**TASK MATERIAL**
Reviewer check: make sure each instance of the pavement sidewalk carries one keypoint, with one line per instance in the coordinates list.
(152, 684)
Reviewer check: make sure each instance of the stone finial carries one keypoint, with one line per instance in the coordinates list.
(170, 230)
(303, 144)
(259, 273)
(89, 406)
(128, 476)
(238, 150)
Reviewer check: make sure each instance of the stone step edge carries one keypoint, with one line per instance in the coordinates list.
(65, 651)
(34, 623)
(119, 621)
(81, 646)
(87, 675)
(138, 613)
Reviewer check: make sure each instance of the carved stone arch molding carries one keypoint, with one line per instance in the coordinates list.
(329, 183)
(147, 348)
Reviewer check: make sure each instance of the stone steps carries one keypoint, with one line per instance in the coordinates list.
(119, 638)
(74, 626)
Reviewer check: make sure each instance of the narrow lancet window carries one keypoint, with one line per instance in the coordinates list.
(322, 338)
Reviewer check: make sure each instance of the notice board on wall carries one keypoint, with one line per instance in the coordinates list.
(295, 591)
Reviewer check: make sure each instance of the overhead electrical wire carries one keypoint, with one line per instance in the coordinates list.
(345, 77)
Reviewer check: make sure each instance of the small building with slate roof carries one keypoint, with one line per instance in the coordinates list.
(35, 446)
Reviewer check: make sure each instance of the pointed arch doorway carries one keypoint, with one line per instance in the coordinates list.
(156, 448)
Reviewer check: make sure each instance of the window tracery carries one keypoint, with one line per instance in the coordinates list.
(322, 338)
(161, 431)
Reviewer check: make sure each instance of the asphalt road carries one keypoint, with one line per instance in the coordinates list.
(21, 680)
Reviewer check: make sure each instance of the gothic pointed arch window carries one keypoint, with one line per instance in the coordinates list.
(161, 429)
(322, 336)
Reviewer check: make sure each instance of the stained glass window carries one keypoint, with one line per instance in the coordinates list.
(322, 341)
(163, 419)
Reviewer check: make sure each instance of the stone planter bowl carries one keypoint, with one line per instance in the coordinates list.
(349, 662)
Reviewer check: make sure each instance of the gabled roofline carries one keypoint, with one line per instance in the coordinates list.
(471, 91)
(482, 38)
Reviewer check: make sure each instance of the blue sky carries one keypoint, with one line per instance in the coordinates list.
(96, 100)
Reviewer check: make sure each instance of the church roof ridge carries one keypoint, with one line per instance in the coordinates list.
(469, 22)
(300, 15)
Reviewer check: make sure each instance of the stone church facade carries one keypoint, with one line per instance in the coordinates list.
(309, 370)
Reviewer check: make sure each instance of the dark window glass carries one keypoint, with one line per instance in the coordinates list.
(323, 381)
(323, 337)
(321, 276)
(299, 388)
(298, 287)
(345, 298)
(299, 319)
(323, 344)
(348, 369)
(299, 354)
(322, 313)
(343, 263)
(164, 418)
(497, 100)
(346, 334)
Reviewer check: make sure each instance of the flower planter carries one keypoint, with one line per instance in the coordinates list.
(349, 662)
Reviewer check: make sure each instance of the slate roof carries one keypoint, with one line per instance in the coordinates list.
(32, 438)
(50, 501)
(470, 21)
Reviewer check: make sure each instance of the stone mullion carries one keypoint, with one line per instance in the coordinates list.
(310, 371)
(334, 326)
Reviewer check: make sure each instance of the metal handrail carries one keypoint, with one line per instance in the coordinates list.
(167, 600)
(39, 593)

**SET PROBLEM**
Convert all the lines above into a two-column CSV with the header instruction,coordinates. Give each instruction its own row, with the instruction's text in one quoted field and every coordinate pair listed under it in the other quoted field, and replace line breaks with spaces.

**THE RESULT**
instruction,coordinates
"Reviewer check: make sure each instance of the pavement sidewalk carries one keypoint, with one line per instance in the coordinates list.","(152, 684)"
"Reviewer check: make sure each instance of the stone finial carries one keypoint, with one line per instance in the coordinates list.","(170, 230) (303, 144) (259, 273) (89, 406) (128, 476) (238, 150)"
"Reviewer check: make sure each instance of the stone step edge carries one keypoint, with one line per instance in the coordinates list.","(65, 651) (34, 623) (119, 621) (81, 646) (87, 675) (138, 613)"
"Reviewer check: make sure each instance of the carved stone arch molding carries one keypoint, with one line per instance in the coordinates list.","(329, 183) (147, 348)"
"Reviewer check: make sure each instance of the stone steps carries one keypoint, with one line per instance in the coordinates list.","(119, 638) (74, 626)"
"Reviewer check: make sure each instance of the narrow lancet window carries one keypoint, with one line per instance in the coordinates list.","(322, 338)"
"Reviewer check: make sure each instance of the notice board on wall carries one keypoint, with one line per instance in the coordinates list.","(295, 591)"
"Reviewer check: make sure each instance of the overhead electrical wire carries one keypoint, with one line per instance in the coordinates list.","(345, 77)"
"Reviewer check: make sure each instance of the small building with slate roof carries one keypoint, with one line per instance in the coordinates list.","(35, 446)"
"Reviewer check: make sure each instance of the pointed arch doorway carries one keypoint, with one line per instance in the coordinates list.","(156, 448)"
"Reviewer check: make sure each instance of the window tracery carries one keypoint, with one line per instance in the coordinates list.","(322, 338) (161, 431)"
"Reviewer check: make sure each instance of the asphalt road carries one keypoint, with one line per instance in the coordinates list.","(21, 680)"
"Reviewer check: make sure each instance of the gothic pointed arch window carries one keypoint, with one line per instance in the coordinates list.","(161, 429) (322, 336)"
"Reviewer check: make sure each instance of the stained glass window carries one keypoint, with one line per instance in the coordinates list.","(322, 341) (163, 419)"
"Reviewer check: make sure each instance of the stone planter bowl carries one keypoint, with one line per instance in the coordinates list.","(349, 662)"
"Reviewer check: make sure each instance of the gabled roofline carries one keypoint, with one line per instance in the coordinates list.","(471, 91) (482, 38)"
"Reviewer check: make sure each instance of the blue sky carries one keypoint, with one line per instance in the coordinates list.","(96, 100)"
"Reviewer check: make sure each instance of the church roof ridge carries one keypoint, with one line per instance in the coordinates list.","(469, 22) (300, 15)"
"Reviewer check: make sure each instance of the stone church facade carries one keypoint, with one line per instance in the coordinates list.","(309, 370)"
"Reviewer check: make sure each instance of the dark window glass carries one keypoint, with one line per instance in the coordinates list.","(323, 381) (323, 337) (321, 276) (299, 388) (298, 287) (345, 298) (299, 319) (323, 344) (348, 369) (299, 354) (322, 313) (343, 263) (164, 418) (497, 100) (346, 334)"
"Reviewer check: make sure each instance of the flower planter carries one keypoint, with one line per instance in the coordinates list.","(349, 662)"
"Reviewer check: make sure each instance of the slate roof carries one keypoint, with one line per instance in the coordinates list.","(32, 438) (50, 501) (470, 21)"
"Reviewer check: make sure each instance of the stone mullion carries one keypoint, with one line per instance in the coordinates list.","(310, 371) (334, 326)"
"Reviewer check: make sure each instance of the metal handrail carries one keypoint, with one line per instance in the coordinates list.","(167, 600) (39, 593)"